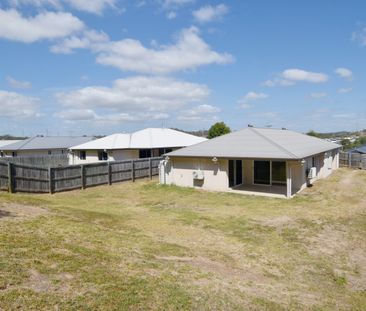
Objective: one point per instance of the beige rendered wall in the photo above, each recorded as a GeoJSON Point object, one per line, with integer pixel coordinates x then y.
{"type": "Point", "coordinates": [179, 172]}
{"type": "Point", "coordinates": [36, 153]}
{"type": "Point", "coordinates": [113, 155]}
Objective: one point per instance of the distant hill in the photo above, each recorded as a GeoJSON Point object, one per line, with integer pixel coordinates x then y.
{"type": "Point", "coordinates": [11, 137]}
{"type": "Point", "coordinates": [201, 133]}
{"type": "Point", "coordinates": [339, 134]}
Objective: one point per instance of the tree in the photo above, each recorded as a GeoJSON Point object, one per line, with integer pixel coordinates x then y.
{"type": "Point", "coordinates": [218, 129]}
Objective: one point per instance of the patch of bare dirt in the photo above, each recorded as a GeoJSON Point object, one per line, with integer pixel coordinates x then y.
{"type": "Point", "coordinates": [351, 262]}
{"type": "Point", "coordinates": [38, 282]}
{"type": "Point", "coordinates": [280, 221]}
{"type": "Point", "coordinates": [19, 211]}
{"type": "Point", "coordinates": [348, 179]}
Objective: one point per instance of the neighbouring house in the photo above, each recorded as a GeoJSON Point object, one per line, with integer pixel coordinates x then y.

..............................

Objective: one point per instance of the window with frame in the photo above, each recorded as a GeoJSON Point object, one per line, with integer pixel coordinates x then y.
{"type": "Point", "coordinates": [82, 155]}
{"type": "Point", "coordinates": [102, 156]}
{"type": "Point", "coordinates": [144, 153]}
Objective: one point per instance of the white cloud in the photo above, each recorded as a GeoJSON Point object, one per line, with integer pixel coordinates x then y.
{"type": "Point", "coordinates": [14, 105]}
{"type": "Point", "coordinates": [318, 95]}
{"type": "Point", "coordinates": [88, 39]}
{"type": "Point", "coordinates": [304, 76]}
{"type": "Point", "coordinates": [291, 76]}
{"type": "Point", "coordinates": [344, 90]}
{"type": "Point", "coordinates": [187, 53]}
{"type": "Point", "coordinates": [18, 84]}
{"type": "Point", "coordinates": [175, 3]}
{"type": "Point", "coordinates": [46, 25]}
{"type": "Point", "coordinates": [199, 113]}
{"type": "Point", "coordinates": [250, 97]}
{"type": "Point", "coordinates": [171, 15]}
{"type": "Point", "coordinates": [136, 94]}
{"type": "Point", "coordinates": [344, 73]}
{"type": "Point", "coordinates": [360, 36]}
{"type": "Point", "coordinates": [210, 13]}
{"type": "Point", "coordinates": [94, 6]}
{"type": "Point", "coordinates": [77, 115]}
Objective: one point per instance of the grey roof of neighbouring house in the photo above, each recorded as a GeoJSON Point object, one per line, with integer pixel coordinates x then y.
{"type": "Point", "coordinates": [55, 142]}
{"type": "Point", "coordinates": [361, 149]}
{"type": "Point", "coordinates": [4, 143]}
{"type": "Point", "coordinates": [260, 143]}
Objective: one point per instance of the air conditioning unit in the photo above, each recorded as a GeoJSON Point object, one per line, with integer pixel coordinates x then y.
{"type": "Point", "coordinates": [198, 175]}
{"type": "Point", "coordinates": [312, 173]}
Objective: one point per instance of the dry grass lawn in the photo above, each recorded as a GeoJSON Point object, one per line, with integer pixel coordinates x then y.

..............................

### Problem to work on
Can you repeat, character for character, the lines from the one containing "Objective: one point per instance of the patch" up to and including the one containing "Objective: one point per instance of the neighbouring"?

### Written answer
Objective: one point per instance of the patch of bare dirt in the photo above, each recorded as a GeoJSON Point object, one per line, with integer pixel coordinates x then y.
{"type": "Point", "coordinates": [351, 262]}
{"type": "Point", "coordinates": [38, 282]}
{"type": "Point", "coordinates": [280, 221]}
{"type": "Point", "coordinates": [19, 211]}
{"type": "Point", "coordinates": [348, 179]}
Objective: one point per instance of the neighbouring house in the photo above, each recorded as a GeoJSON Point object, one per line, with integer pixel coordinates x then y.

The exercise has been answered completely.